Revise the entries below by replacing "Annotate" with "Mark" wherever it occurs, leaving everything else unchanged, and omit the pictures from the answer.

Photo-based point labeling entries
========================

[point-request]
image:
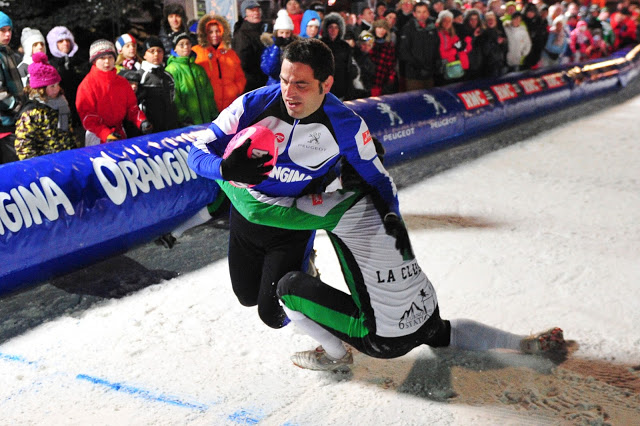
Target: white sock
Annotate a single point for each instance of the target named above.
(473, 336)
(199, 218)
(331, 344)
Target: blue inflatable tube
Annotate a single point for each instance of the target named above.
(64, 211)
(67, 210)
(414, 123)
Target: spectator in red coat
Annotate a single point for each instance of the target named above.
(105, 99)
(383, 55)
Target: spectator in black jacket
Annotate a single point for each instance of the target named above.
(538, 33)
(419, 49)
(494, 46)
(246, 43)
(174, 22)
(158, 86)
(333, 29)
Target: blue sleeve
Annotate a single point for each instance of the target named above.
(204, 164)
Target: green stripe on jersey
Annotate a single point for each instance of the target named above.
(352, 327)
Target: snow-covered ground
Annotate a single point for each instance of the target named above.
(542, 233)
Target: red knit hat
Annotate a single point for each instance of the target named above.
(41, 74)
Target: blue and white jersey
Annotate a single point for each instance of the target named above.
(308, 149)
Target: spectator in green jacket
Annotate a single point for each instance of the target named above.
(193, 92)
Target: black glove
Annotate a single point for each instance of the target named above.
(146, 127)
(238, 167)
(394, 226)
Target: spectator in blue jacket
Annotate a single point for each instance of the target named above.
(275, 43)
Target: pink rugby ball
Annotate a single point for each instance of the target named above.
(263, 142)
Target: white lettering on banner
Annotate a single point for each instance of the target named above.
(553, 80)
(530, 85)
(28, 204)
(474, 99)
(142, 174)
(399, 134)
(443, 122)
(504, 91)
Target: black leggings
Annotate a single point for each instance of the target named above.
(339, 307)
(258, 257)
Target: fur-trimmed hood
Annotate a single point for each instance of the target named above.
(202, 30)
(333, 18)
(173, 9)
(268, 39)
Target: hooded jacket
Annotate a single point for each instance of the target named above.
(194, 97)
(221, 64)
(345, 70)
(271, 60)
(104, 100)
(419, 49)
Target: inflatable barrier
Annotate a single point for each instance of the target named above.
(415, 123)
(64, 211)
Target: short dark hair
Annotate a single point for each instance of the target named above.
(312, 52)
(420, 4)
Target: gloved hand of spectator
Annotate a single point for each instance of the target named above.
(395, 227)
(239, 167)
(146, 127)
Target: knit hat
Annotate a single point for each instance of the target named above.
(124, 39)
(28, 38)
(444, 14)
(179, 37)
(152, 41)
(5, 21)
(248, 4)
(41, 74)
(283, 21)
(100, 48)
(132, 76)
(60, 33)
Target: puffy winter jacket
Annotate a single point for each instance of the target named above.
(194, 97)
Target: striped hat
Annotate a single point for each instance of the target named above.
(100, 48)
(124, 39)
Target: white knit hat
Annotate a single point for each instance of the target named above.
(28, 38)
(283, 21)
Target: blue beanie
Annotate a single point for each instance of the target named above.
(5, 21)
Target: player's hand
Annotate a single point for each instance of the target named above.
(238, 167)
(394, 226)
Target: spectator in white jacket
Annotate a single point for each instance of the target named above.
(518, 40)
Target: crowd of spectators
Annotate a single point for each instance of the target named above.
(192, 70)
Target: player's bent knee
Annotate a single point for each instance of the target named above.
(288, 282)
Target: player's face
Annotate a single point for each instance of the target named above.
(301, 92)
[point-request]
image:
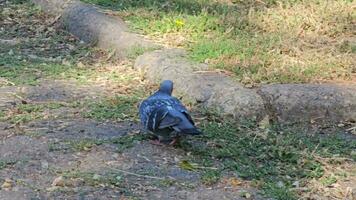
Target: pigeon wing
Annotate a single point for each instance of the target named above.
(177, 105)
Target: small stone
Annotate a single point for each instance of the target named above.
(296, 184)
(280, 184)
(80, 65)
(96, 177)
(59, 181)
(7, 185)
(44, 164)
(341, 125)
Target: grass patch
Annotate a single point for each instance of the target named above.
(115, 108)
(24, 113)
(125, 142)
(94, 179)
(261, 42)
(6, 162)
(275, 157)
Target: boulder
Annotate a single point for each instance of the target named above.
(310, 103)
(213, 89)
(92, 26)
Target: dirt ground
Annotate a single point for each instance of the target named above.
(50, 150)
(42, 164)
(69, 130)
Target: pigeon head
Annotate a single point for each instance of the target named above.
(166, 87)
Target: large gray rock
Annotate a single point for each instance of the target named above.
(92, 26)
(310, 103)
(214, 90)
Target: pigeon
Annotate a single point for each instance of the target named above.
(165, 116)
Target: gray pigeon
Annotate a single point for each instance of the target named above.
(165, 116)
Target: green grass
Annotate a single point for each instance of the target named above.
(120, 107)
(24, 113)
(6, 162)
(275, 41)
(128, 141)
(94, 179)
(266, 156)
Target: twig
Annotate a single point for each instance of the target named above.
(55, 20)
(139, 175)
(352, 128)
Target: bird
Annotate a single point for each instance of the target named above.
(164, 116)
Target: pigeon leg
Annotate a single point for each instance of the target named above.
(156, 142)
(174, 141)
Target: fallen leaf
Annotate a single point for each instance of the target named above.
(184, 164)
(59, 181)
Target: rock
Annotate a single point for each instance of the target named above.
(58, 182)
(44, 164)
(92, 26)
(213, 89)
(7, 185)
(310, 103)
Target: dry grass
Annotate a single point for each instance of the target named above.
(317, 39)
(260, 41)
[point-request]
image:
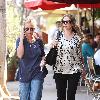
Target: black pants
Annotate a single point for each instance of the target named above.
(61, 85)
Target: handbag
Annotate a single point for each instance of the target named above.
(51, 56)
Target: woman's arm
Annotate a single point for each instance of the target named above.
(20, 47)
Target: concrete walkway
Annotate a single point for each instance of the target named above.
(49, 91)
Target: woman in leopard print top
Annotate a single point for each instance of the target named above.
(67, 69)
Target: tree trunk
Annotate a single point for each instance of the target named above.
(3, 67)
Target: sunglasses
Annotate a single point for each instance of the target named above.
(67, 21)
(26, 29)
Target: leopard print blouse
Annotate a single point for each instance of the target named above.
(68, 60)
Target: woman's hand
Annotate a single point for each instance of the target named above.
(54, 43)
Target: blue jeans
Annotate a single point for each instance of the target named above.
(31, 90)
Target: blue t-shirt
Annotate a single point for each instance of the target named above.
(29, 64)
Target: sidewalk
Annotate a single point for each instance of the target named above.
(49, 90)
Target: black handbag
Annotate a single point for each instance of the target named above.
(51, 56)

========================

_Response to the task_
[point-request]
image:
Target: white sock
Mark a single point for each instance of the target named above.
(473, 336)
(199, 218)
(331, 344)
Target: blue inflatable tube
Mark a single point for each instance of the target named above.
(64, 211)
(67, 210)
(414, 123)
Target: spectator in red coat
Mark a single point for each instance of the target named above.
(105, 99)
(383, 55)
Target: spectator in black jacket
Mark a single point for each instance of the target named above.
(538, 33)
(419, 49)
(494, 46)
(246, 43)
(174, 22)
(158, 86)
(333, 29)
Target: blue sleeve
Mark a single point for each instance of the target named above.
(204, 164)
Target: green stripe on jersey
Mark a single point for each instance of the target named above.
(352, 327)
Target: snow-covered ground
Mark a single point for each instance of the target named above.
(542, 233)
Target: red knit hat
Mark a single point for each instance of the target named above.
(41, 74)
Target: blue and white jersey
Mark a single point for each instance of the target named above.
(308, 149)
Target: spectator in green jacket
Mark a single point for each instance of the target named above.
(193, 92)
Target: black glove
Mark a single point for each instance of the target named above.
(146, 127)
(238, 167)
(394, 226)
Target: spectator in blue jacket
Mark a single point for each instance of the target named above.
(275, 43)
Target: pink rugby ball
Mark a single point for each instance of the target named above.
(263, 142)
Target: white lettering on banner
Mark a single point for each instance of the target named above.
(553, 80)
(530, 85)
(28, 204)
(474, 99)
(142, 174)
(399, 134)
(443, 122)
(504, 91)
Target: black leggings
Mark a single point for each instance of the target named above.
(339, 307)
(258, 257)
Target: fur-trimmed hood
Mark a single point for each instance of the target named above.
(202, 30)
(333, 18)
(173, 9)
(268, 39)
Target: hooded jacket
Mark a single point for each instance of the target named above.
(194, 97)
(221, 64)
(345, 70)
(271, 60)
(104, 100)
(419, 49)
Target: inflatable barrier
Mark a single point for each instance of the target named above.
(415, 123)
(64, 211)
Target: short dark hair
Mark a single point for each instance of the target named above.
(312, 52)
(420, 4)
Target: gloved hand of spectator
Mark a single point for each instance of the target named above.
(395, 227)
(239, 167)
(146, 127)
Target: knit hat
Mark a single point for each instance of the target named above.
(124, 39)
(28, 38)
(444, 14)
(179, 37)
(152, 41)
(5, 21)
(248, 4)
(41, 74)
(283, 21)
(100, 48)
(132, 76)
(60, 33)
Target: puffy winter jacket
Mark a single point for each instance of the target named above.
(194, 97)
Target: striped hat
Mark a single point for each instance of the target named above.
(100, 48)
(124, 39)
Target: white knit hat
Mark a single point for each instance of the target named above.
(28, 38)
(283, 21)
Target: blue beanie
Mark a single point for each instance of the target named above.
(5, 21)
Target: player's hand
Mark a single point for each instance of the target named above.
(238, 167)
(394, 226)
Target: spectator in white jacket
Mark a single point for each instance of the target named above.
(518, 40)
Target: crowd of spectators
Mark a single point for each instance of the target named above.
(192, 70)
Target: player's bent knee
Mark a single point for each instance of the target named above.
(288, 282)
Target: player's face
Mark a single point for each instance of the target named above.
(301, 92)
[point-request]
image:
Target: pigeon wing
Mark a single point for each instance of the target named above.
(177, 105)
Target: small stone
Mark a single point for each instance of the target named above.
(296, 184)
(280, 184)
(80, 65)
(96, 177)
(59, 181)
(7, 185)
(44, 164)
(341, 125)
Target: grass patch
Mark a single point for each instance of the target named above.
(115, 108)
(24, 113)
(125, 142)
(94, 179)
(261, 42)
(6, 162)
(275, 157)
Target: boulder
Mark a single point for each instance of the target named above.
(310, 103)
(213, 89)
(92, 26)
Target: dirt ground
Mark a single point for each instance of the target named above.
(50, 150)
(42, 164)
(69, 130)
Target: pigeon head
Mark a single point for each instance of the target named above.
(166, 87)
Target: large gray rock
Mark a single point for each instance of the target named above.
(92, 26)
(310, 103)
(214, 90)
Target: pigeon
Mark a single point for each instance of the target named above.
(165, 116)
Target: gray pigeon
Mark a single point for each instance of the target named above.
(165, 116)
Target: green grass
Mark a single point for each instance of the target named above.
(120, 107)
(24, 113)
(6, 162)
(275, 41)
(128, 141)
(94, 179)
(266, 156)
Target: twig
Mark a single point for each instance of the target named above.
(55, 20)
(139, 175)
(352, 128)
Target: bird
Mark a single point for each instance of the target named above.
(164, 116)
Target: pigeon leg
Mark a single point for each instance of the target named above.
(156, 142)
(174, 141)
Target: fallen leaf
Mark a single point for each instance of the target named above.
(184, 164)
(59, 181)
Target: rock
Mark a single point for each instance of the target named above.
(58, 182)
(44, 164)
(92, 26)
(213, 89)
(7, 185)
(310, 103)
Target: dry grass
Mark a single point for each instance of the target named above.
(317, 39)
(260, 41)
[point-request]
image:
Target: black pants
Mark a single point for each instance of the target named above.
(61, 85)
Target: handbag
Mark a single point for each instance of the target named above.
(51, 56)
Target: woman's arm
Mark a single point for each instance of the target named above.
(20, 47)
Target: concrete walkway
Mark a single point for each instance of the target named above.
(49, 91)
Target: woman in leopard print top
Mark a single point for each instance of the target named above.
(67, 69)
Target: tree trunk
Mark a single point for each instance of the target named above.
(3, 67)
Target: sunglasses
Mark a single point for each instance of the target named above.
(67, 21)
(26, 29)
Target: leopard print blouse
Mark a single point for each instance of the target named above.
(68, 60)
Target: woman's hand
Mark a single point for each instance of the target named above.
(54, 43)
Target: blue jeans
Mark a single point for each instance of the target named above.
(31, 90)
Target: blue t-shirt
Mark a single point for each instance of the target named above.
(29, 64)
Target: sidewalk
Mark a single point for each instance of the target named above.
(49, 90)
Target: black handbag
Mark a single point for each instance of the target named above.
(51, 56)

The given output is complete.